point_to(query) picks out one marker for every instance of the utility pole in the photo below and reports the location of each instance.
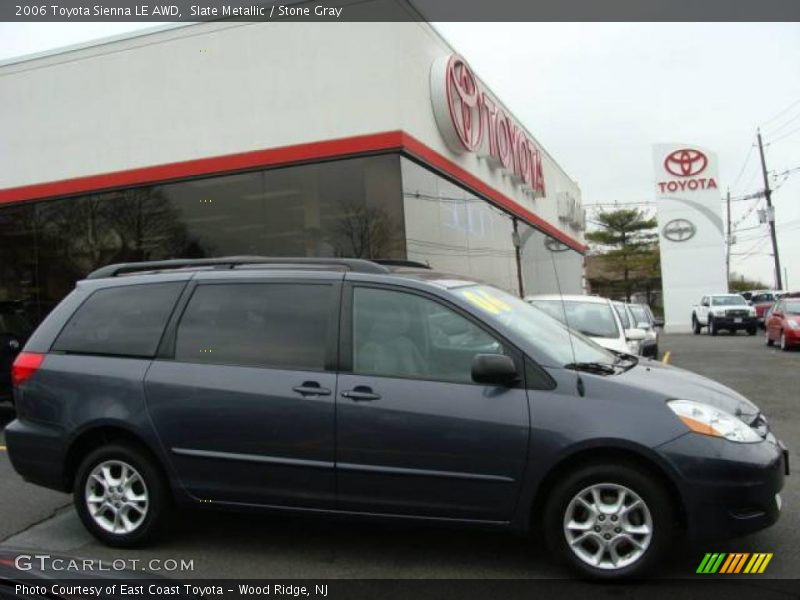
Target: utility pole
(729, 241)
(770, 215)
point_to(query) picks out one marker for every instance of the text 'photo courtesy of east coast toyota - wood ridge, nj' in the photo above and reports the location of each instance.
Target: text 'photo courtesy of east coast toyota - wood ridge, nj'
(376, 299)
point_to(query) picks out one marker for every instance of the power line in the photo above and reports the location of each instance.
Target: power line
(782, 112)
(785, 135)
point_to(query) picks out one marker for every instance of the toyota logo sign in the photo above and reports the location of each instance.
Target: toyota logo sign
(686, 162)
(471, 121)
(679, 230)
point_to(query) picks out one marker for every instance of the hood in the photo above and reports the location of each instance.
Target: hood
(672, 382)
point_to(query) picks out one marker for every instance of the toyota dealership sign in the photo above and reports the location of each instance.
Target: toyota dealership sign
(691, 232)
(471, 121)
(686, 171)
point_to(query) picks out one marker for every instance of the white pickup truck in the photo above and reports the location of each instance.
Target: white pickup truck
(724, 311)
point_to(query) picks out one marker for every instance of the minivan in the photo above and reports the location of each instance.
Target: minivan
(355, 387)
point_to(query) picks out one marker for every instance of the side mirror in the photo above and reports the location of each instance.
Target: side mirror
(494, 369)
(635, 335)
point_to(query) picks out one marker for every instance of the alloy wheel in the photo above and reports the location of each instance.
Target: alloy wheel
(608, 526)
(116, 497)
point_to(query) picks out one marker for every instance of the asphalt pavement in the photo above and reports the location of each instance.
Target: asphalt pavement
(236, 545)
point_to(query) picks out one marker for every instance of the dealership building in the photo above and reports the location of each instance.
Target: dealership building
(372, 140)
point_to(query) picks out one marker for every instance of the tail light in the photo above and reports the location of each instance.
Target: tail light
(25, 365)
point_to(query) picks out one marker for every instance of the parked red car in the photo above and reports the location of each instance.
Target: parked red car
(783, 322)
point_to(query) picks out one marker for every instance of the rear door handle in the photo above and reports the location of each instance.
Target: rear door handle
(361, 393)
(311, 388)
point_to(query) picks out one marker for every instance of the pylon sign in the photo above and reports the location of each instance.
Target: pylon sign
(690, 229)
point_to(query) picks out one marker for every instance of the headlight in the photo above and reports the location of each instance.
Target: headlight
(707, 420)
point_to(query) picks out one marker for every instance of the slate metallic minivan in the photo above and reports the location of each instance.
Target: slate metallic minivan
(356, 387)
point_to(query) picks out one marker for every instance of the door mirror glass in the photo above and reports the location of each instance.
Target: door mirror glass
(494, 369)
(635, 335)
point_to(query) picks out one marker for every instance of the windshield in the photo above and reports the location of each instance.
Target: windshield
(728, 301)
(590, 318)
(538, 327)
(792, 307)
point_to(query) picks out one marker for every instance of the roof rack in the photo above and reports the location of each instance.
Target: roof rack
(399, 262)
(351, 264)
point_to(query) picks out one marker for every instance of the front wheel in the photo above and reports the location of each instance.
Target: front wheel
(609, 521)
(120, 495)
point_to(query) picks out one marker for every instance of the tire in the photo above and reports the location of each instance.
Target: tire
(144, 514)
(564, 507)
(695, 325)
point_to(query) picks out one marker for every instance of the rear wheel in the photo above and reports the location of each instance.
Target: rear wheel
(609, 521)
(120, 495)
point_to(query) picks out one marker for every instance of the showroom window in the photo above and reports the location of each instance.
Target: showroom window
(397, 334)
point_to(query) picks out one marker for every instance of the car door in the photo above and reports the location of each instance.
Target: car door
(415, 434)
(242, 394)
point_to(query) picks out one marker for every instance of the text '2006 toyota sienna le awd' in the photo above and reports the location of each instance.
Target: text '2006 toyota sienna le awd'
(361, 388)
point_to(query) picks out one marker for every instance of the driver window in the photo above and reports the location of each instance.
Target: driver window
(398, 334)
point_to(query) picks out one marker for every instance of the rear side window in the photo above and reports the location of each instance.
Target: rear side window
(120, 321)
(277, 325)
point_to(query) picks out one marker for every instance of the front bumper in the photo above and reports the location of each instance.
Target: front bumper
(728, 489)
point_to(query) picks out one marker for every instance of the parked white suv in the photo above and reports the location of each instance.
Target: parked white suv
(592, 316)
(724, 311)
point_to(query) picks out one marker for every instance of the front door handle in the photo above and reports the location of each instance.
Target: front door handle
(311, 388)
(361, 393)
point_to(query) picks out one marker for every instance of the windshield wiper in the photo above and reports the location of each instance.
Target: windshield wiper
(592, 367)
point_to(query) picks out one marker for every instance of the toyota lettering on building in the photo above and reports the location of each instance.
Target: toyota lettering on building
(687, 165)
(470, 120)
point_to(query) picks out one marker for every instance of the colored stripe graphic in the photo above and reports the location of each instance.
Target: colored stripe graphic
(734, 563)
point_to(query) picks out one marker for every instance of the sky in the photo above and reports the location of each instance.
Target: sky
(597, 96)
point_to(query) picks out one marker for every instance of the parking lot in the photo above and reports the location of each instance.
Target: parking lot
(244, 545)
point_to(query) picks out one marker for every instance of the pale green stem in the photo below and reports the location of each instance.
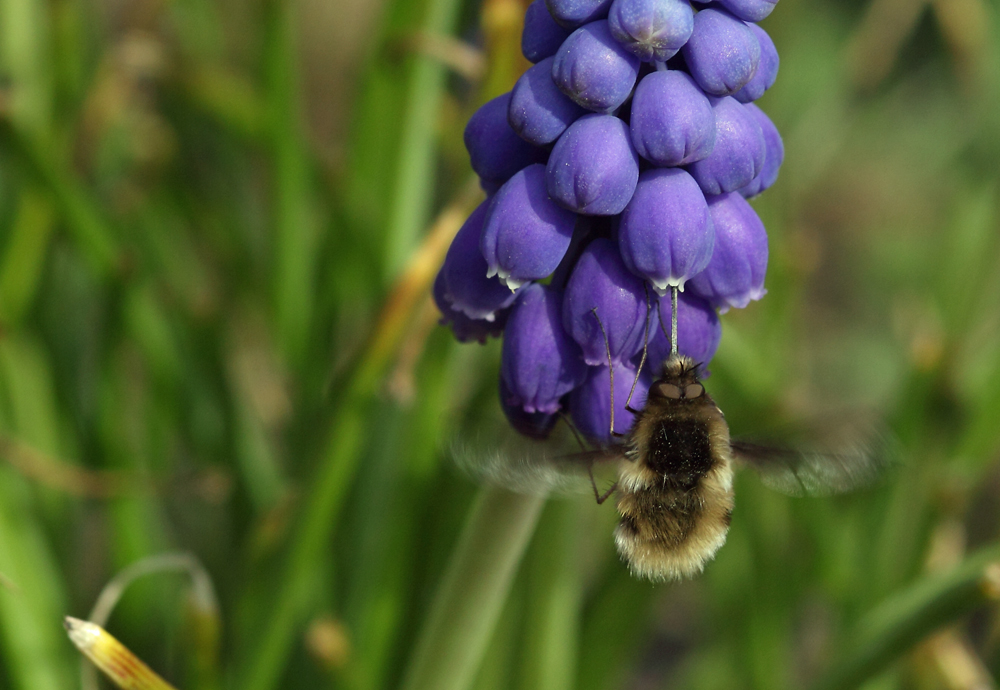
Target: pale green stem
(469, 599)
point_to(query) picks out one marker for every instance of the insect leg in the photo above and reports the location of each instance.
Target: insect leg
(645, 347)
(611, 371)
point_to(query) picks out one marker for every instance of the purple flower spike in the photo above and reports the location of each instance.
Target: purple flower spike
(767, 68)
(698, 331)
(495, 150)
(593, 167)
(539, 111)
(525, 233)
(539, 362)
(773, 159)
(749, 10)
(672, 120)
(666, 234)
(593, 69)
(466, 286)
(738, 156)
(723, 52)
(536, 425)
(735, 275)
(541, 37)
(590, 404)
(600, 280)
(652, 30)
(466, 329)
(574, 13)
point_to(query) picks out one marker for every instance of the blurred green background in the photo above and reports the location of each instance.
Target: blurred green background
(218, 224)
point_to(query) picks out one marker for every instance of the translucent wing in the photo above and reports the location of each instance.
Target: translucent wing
(855, 459)
(529, 467)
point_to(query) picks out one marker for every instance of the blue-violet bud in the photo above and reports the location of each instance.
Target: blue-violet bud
(672, 120)
(466, 286)
(722, 53)
(739, 151)
(652, 30)
(495, 150)
(574, 13)
(541, 37)
(749, 10)
(604, 300)
(593, 167)
(774, 157)
(537, 425)
(525, 233)
(666, 234)
(466, 329)
(593, 69)
(735, 275)
(767, 68)
(539, 362)
(539, 112)
(698, 331)
(590, 404)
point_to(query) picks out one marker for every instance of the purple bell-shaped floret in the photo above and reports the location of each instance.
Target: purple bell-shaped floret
(466, 286)
(749, 10)
(574, 13)
(665, 234)
(593, 167)
(539, 362)
(652, 30)
(604, 306)
(536, 425)
(466, 329)
(767, 69)
(541, 36)
(590, 404)
(738, 155)
(773, 158)
(735, 275)
(593, 69)
(672, 120)
(539, 112)
(525, 233)
(495, 150)
(698, 331)
(722, 53)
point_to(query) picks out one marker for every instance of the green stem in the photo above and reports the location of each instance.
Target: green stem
(83, 218)
(909, 616)
(295, 228)
(469, 599)
(414, 183)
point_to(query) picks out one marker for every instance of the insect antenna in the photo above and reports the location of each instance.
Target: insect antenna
(645, 349)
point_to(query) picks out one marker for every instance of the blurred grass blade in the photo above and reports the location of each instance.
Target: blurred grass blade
(471, 595)
(911, 615)
(85, 221)
(342, 450)
(115, 660)
(414, 183)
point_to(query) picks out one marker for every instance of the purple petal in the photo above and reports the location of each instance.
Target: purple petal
(600, 281)
(735, 275)
(539, 362)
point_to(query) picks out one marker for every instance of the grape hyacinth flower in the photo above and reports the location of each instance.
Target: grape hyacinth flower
(617, 172)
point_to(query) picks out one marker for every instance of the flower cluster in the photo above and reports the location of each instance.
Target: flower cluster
(616, 168)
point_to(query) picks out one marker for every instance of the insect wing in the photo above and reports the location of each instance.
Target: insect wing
(530, 467)
(856, 461)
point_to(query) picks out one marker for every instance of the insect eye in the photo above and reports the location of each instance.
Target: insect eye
(694, 390)
(669, 390)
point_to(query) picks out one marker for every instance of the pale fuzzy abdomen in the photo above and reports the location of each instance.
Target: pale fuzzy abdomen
(670, 530)
(667, 533)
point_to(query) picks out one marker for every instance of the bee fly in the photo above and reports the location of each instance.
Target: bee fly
(675, 471)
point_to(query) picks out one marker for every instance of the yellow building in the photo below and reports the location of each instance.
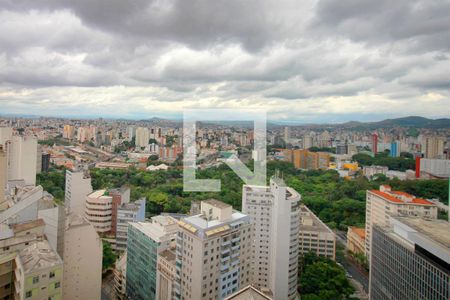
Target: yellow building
(304, 159)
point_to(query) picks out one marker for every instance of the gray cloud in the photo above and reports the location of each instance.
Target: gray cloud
(287, 55)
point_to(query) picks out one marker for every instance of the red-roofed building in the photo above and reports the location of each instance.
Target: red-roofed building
(385, 203)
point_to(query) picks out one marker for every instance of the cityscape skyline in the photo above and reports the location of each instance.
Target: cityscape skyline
(317, 60)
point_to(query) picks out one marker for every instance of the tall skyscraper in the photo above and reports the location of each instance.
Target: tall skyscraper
(145, 241)
(433, 147)
(22, 159)
(5, 135)
(78, 186)
(275, 212)
(83, 252)
(383, 204)
(287, 134)
(142, 136)
(69, 132)
(410, 260)
(375, 143)
(126, 213)
(315, 236)
(3, 178)
(99, 211)
(213, 253)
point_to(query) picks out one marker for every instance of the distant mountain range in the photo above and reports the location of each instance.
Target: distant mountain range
(412, 121)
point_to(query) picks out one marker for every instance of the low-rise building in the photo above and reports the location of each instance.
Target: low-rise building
(410, 259)
(356, 239)
(41, 272)
(385, 203)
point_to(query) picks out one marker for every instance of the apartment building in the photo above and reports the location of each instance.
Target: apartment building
(29, 267)
(274, 210)
(145, 241)
(120, 277)
(213, 253)
(83, 252)
(119, 196)
(99, 211)
(69, 132)
(166, 274)
(410, 259)
(249, 293)
(369, 171)
(40, 272)
(305, 159)
(126, 213)
(315, 236)
(22, 159)
(385, 203)
(356, 239)
(78, 186)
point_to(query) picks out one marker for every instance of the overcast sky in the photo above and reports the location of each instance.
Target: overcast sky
(308, 61)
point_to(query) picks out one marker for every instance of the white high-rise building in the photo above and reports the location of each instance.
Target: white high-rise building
(3, 178)
(22, 153)
(99, 210)
(274, 210)
(142, 136)
(83, 253)
(214, 253)
(78, 186)
(131, 131)
(5, 135)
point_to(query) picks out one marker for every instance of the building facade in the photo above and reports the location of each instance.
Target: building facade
(126, 213)
(356, 239)
(145, 241)
(83, 253)
(315, 236)
(78, 186)
(275, 212)
(385, 203)
(214, 253)
(99, 211)
(410, 260)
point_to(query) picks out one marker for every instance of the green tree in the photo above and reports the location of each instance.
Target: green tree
(109, 258)
(321, 278)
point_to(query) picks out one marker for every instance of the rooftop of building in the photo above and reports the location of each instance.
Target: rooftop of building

---------------

* [What is asked]
Copy the records word for word, from the line containing "of the rooftop" through the end.

* [Output for this task]
point_to(query) picks out one marker for every instance of the rooftop of building in the photo above and reports the location of each instance.
Target: rooftop of building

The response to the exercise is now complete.